>> Begin TASK INPUTS

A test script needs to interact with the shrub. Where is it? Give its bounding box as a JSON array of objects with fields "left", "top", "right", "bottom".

>> End TASK INPUTS
>> Begin TASK INPUTS

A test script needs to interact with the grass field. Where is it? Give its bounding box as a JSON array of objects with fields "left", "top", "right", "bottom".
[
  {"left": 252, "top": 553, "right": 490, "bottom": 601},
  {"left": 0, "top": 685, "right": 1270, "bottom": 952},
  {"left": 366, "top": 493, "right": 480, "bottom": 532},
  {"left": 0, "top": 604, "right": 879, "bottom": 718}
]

>> End TASK INPUTS

TASK STATEMENT
Return every line of the data above that contains the word "needs". Case counts, so only lines with that exact capitalization qualify.

CORRECT RESPONSE
A test script needs to interact with the shrub. Where is it? Give its bounding box as a JSON array of objects with fields "left", "top", "right", "bottom".
A test script needs to interact with the grass field. Where is it? Give its bounding box as a JSON array of objects with fields "left", "top", "right", "bottom".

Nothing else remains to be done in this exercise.